TEXT SHOWN ▸
Artificial intelligence (AI) represents a potent tool for tackling problems where mathematical modeling is challenging. By utilizing machine learning techniques with chemical process operation data, it is possible to forecast the performance of chemical processes and identify optimal operating conditions. This approach has the potential to enhance process efficiency, reduce costs, and minimize environmental impact.
State of health (SOH) and remaining useful life (RUL) estimation for Lithium Ion Batteries (LIBs) using machine learning
Lithium ion batteries (LIBs) are gaining importance due to their widespread use in consumer electronics and electric vehicles. As part of an on-going effort involving smart manufacturing and diagnosis of LIBs, we aim to predict the state-of-health (SOH) and remaining useful life (RUL) of LIBs under various charging/discharging conditions combining data and first-principles based models. Degradation factors of LIBs include SEI (Solid Electrolyte Interphase) formation, dendrite, and lithium plating. However, physical models that can fully and comprehensively explain all these factors do not currently exist. Additionally, these models are too complex to use in actual LIB operations.
Therefore, data-based models, which are simpler and easier to build, are essential for the diagnosis (SOH) and regression (RUL) of LIBs’ lifespan. We select degradation variables reflecting the process knowledge and perform degradation modeling based on experimental and real operation data. Furthermore, in order to build a model that is valid under a wide range of operation patterns, we seem to combine the advantages of physical models and data-based models into a hybrid model using machine learning techniques.

DATA EXCERPTS ▸

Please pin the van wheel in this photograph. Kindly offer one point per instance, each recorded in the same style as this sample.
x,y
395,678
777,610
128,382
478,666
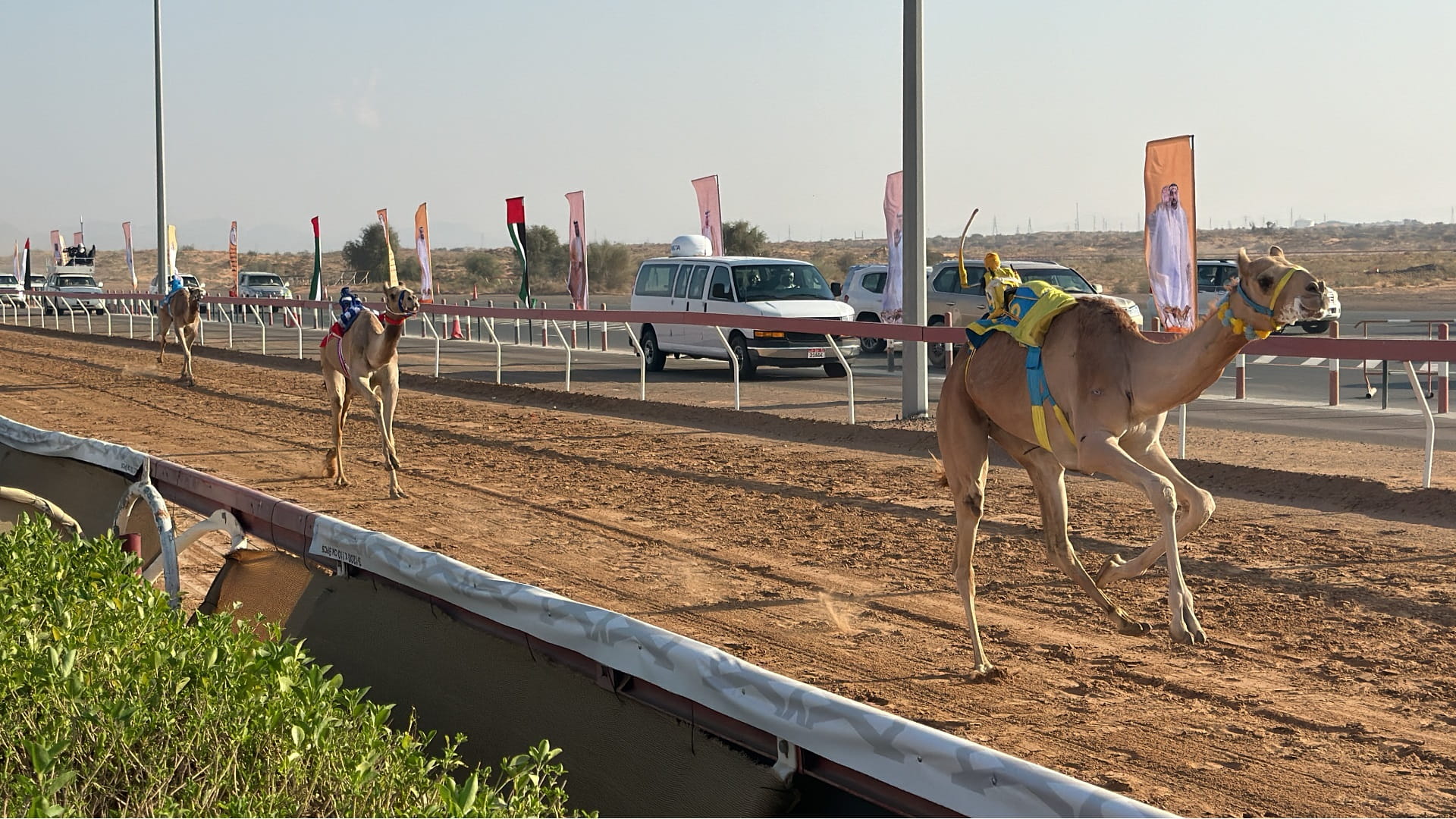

WORK ORDER ▸ Which degradation factors of lithium ion batteries does the text on battery health estimation list? The records come from a different source than the text.

YOUR SOLUTION ▸ SEI (Solid Electrolyte Interphase) formation, dendrite, and lithium plating.